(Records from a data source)
• • • • • • •

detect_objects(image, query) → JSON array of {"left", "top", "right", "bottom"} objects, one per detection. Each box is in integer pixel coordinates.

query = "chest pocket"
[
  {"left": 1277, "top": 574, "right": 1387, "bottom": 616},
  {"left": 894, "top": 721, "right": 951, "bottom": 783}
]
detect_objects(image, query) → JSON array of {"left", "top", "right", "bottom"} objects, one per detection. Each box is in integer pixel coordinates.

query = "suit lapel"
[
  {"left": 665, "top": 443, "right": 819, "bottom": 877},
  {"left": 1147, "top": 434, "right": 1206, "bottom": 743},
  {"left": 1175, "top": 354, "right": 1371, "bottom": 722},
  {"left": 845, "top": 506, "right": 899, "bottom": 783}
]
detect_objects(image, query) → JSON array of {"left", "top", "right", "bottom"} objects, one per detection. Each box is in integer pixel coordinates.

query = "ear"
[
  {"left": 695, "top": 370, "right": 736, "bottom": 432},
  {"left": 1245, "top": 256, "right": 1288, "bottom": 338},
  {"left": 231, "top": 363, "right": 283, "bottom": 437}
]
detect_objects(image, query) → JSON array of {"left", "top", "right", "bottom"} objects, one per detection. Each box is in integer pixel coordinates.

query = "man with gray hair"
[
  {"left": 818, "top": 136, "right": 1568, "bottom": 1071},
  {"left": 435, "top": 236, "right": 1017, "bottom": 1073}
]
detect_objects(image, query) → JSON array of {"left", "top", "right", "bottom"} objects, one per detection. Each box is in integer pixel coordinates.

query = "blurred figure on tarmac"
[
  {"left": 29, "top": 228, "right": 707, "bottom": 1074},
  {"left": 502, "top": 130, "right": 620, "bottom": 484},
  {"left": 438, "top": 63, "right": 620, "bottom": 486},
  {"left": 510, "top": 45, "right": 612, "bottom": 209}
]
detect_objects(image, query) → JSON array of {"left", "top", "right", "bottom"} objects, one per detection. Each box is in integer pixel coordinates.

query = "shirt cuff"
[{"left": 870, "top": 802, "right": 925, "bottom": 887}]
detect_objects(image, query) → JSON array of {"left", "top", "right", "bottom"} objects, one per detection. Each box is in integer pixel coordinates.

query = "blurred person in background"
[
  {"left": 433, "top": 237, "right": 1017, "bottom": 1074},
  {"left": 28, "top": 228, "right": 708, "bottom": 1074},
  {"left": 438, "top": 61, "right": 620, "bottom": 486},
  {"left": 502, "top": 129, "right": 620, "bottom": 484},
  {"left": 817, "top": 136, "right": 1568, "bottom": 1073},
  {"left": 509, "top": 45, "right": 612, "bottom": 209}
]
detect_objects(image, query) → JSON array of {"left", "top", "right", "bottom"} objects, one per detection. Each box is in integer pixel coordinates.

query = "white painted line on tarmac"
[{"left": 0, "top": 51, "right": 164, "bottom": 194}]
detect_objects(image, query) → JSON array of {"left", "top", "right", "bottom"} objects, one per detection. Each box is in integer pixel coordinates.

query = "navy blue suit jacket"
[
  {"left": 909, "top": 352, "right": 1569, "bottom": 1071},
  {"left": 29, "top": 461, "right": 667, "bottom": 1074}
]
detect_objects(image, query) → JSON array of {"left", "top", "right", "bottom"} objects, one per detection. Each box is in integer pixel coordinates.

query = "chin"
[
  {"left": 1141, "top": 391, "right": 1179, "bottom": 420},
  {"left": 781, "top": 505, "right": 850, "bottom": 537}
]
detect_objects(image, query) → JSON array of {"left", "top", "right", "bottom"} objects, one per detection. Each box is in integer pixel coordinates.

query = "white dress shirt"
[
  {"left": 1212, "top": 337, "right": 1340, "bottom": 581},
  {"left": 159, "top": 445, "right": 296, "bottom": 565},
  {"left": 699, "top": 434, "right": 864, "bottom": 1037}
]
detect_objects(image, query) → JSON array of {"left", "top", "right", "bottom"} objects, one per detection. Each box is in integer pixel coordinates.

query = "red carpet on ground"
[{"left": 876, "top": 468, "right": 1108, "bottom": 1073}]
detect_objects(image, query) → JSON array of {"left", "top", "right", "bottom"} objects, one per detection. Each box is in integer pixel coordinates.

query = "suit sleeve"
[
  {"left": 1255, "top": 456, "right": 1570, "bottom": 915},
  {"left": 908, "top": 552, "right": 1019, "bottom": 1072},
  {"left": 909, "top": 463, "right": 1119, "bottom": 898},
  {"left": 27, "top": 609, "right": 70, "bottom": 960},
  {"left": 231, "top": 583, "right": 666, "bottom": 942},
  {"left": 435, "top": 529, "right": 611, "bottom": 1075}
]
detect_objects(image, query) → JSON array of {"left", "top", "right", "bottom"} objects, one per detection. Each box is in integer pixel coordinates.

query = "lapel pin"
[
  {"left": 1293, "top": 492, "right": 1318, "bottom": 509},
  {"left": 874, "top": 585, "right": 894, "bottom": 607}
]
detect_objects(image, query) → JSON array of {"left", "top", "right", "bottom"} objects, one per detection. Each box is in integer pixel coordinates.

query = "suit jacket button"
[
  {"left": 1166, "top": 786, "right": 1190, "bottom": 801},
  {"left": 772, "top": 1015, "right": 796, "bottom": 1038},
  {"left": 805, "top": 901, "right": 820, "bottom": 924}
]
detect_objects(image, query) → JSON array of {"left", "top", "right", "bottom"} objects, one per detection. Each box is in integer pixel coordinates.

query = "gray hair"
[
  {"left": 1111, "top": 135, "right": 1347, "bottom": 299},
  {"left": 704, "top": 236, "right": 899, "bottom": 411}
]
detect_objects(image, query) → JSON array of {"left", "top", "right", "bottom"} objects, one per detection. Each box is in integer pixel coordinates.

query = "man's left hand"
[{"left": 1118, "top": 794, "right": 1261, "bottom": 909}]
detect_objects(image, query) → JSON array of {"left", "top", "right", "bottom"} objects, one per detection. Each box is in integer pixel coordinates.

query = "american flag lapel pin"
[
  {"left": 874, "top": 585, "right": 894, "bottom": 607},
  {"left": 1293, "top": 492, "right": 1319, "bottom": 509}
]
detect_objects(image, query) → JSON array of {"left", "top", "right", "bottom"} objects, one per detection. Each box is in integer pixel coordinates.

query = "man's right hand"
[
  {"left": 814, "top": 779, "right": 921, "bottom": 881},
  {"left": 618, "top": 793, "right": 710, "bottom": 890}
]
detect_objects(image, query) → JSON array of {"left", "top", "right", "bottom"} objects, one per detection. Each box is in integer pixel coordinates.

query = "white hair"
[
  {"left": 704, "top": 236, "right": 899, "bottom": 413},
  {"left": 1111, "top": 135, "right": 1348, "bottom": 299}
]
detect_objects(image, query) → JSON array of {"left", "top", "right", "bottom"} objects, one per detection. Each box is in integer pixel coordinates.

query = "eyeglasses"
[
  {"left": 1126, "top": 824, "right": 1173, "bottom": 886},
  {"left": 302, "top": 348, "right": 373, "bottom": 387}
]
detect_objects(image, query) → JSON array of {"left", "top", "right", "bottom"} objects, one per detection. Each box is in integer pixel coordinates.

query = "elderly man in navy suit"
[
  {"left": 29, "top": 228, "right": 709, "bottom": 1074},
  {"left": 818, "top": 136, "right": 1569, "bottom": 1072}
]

• • • • • • •

- ABOUT THIS EXERCISE -
Reproduce all of the entries word for word.

- SOLUTION TO THIS EXERCISE -
detect_objects(image, query) → JSON array of {"left", "top", "right", "bottom"} objects, one per detection. Each box is in integer pixel coordinates.

query = "chest pocket"
[
  {"left": 1277, "top": 574, "right": 1387, "bottom": 616},
  {"left": 894, "top": 721, "right": 951, "bottom": 783}
]
detect_objects(image, query) → JSON array of {"left", "top", "right", "bottom"} objects, one per detection. Each box is in integer pixel coordinates.

query = "suit lapel"
[
  {"left": 665, "top": 443, "right": 819, "bottom": 877},
  {"left": 1147, "top": 434, "right": 1206, "bottom": 743},
  {"left": 1175, "top": 354, "right": 1371, "bottom": 722},
  {"left": 845, "top": 506, "right": 899, "bottom": 783}
]
detect_objects(image, query) → JSON array of {"left", "top", "right", "bottom"} objects, one per detection. Each box is in integer pixel coordinates.

query = "ear"
[
  {"left": 695, "top": 370, "right": 736, "bottom": 432},
  {"left": 1245, "top": 256, "right": 1288, "bottom": 338},
  {"left": 231, "top": 363, "right": 283, "bottom": 437}
]
detect_objects(image, query) → JSON array of {"left", "top", "right", "bottom"} objects, one per detection. Each box is in integer pixel coordinates.

query = "man with gray hair"
[
  {"left": 818, "top": 136, "right": 1568, "bottom": 1071},
  {"left": 435, "top": 236, "right": 1017, "bottom": 1073}
]
detect_objects(image, query) → JSON array of {"left", "top", "right", "bottom"} objects, one per detection. Each box is in integer pixel coordinates.

query = "blurred figure on tarmac"
[
  {"left": 29, "top": 228, "right": 707, "bottom": 1074},
  {"left": 502, "top": 130, "right": 620, "bottom": 484},
  {"left": 438, "top": 63, "right": 620, "bottom": 486},
  {"left": 510, "top": 45, "right": 612, "bottom": 209}
]
detect_objects(image, query) → JSON array of {"left", "top", "right", "bottom"} objects, one per detection. Each box is in integer pixel coordinates.

query = "shirt cuff"
[{"left": 870, "top": 802, "right": 925, "bottom": 887}]
detect_objects(image, query) → JSON array of {"left", "top", "right", "bottom"} objects, one per detection. Each box is in integer pixel coordinates.

query = "blurred person in background"
[
  {"left": 433, "top": 237, "right": 1017, "bottom": 1074},
  {"left": 28, "top": 228, "right": 708, "bottom": 1074},
  {"left": 438, "top": 61, "right": 620, "bottom": 486},
  {"left": 502, "top": 129, "right": 620, "bottom": 484},
  {"left": 817, "top": 136, "right": 1568, "bottom": 1073},
  {"left": 509, "top": 45, "right": 612, "bottom": 209}
]
detect_objects(image, query) → JSON array of {"left", "top", "right", "bottom"} objects, one per detection. Each box is in integer pixel coordinates.

query = "white painted line on tarmac"
[{"left": 0, "top": 51, "right": 164, "bottom": 194}]
detect_objects(image, query) → JSON array of {"left", "top", "right", "bottom"} objects, one per detection. Each box is in integer pixel coordinates.

query = "navy blue suit jacket"
[
  {"left": 909, "top": 352, "right": 1569, "bottom": 1071},
  {"left": 29, "top": 461, "right": 667, "bottom": 1074}
]
detect_objects(image, query) → JSON array of {"left", "top", "right", "bottom"} objects, one per detection. Each box is in integer pixel coordinates.

query = "chin"
[
  {"left": 1141, "top": 391, "right": 1179, "bottom": 420},
  {"left": 781, "top": 505, "right": 850, "bottom": 537}
]
detect_objects(image, query) → JSON array of {"left", "top", "right", "bottom"} objects, one per detection. Each box is in integer pixel coordinates.

query = "white dress shirt"
[
  {"left": 1212, "top": 337, "right": 1340, "bottom": 581},
  {"left": 159, "top": 445, "right": 296, "bottom": 565},
  {"left": 699, "top": 434, "right": 864, "bottom": 1037}
]
detect_objects(image, query) → JSON array of {"left", "top", "right", "bottom"} objects, one per detection. Each box is in integer pixel coordinates.

query = "red carpet on ground"
[{"left": 876, "top": 468, "right": 1108, "bottom": 1073}]
detect_objects(image, query) → JSON array of {"left", "top", "right", "bottom"} objects, one per detection. Each box is in integer pixel coordinates.

query = "suit sleeve"
[
  {"left": 1255, "top": 456, "right": 1570, "bottom": 915},
  {"left": 908, "top": 552, "right": 1019, "bottom": 1072},
  {"left": 909, "top": 463, "right": 1119, "bottom": 898},
  {"left": 27, "top": 609, "right": 70, "bottom": 960},
  {"left": 231, "top": 583, "right": 666, "bottom": 942},
  {"left": 435, "top": 529, "right": 611, "bottom": 1075}
]
detect_objects(image, query) → JSON array of {"left", "top", "right", "bottom"} objects, one per detection. Each box is in integer pixel coordinates.

query = "lapel pin"
[
  {"left": 1293, "top": 492, "right": 1318, "bottom": 509},
  {"left": 874, "top": 585, "right": 894, "bottom": 607}
]
detect_objects(image, query) → JSON array of {"left", "top", "right", "bottom"} objects, one per detection. Each box is in integer pixel coordinates.

query = "suit jacket button"
[
  {"left": 1166, "top": 786, "right": 1190, "bottom": 801},
  {"left": 772, "top": 1015, "right": 796, "bottom": 1038},
  {"left": 805, "top": 901, "right": 820, "bottom": 924}
]
detect_objects(image, query) → JSON array of {"left", "top", "right", "bottom"} objects, one per detection. Each box is in integer pixel coordinates.

query = "gray hair"
[
  {"left": 1111, "top": 135, "right": 1347, "bottom": 299},
  {"left": 704, "top": 236, "right": 899, "bottom": 411}
]
detect_objects(image, query) → JSON array of {"left", "top", "right", "bottom"} objects, one per detection. Each box is in integer pixel coordinates.

query = "man's left hand"
[{"left": 1118, "top": 794, "right": 1261, "bottom": 909}]
detect_objects(image, query) → JSON array of {"left", "top", "right", "bottom"} objects, one per detection. Each box is in integer pixel coordinates.

query = "american flag lapel pin"
[
  {"left": 874, "top": 585, "right": 894, "bottom": 607},
  {"left": 1293, "top": 492, "right": 1319, "bottom": 509}
]
detect_objects(image, query) → JSON array of {"left", "top", "right", "bottom"} objects, one per detection. Each box is in integer pixel coordinates.

query = "man's right hand"
[
  {"left": 814, "top": 779, "right": 921, "bottom": 881},
  {"left": 618, "top": 793, "right": 710, "bottom": 890}
]
detect_objects(image, query) → JSON array of {"left", "top", "right", "bottom"} objects, one per detection. Each box is in integer pixel coordinates.

query = "white hair"
[
  {"left": 704, "top": 236, "right": 899, "bottom": 413},
  {"left": 1111, "top": 135, "right": 1348, "bottom": 299}
]
detect_objects(image, query) → JSON array of {"left", "top", "right", "bottom"} objects, one per detection. Each box is in integer pixel coordinates.

query = "eyeglasses"
[
  {"left": 1126, "top": 824, "right": 1173, "bottom": 886},
  {"left": 302, "top": 348, "right": 373, "bottom": 387}
]
detect_objects(image, query) → JSON array of {"left", "top", "right", "bottom"} objects, one per detection. Each box is in integer pixel coordinates.

query = "elderly man in navy suit"
[
  {"left": 29, "top": 228, "right": 709, "bottom": 1074},
  {"left": 818, "top": 136, "right": 1569, "bottom": 1072}
]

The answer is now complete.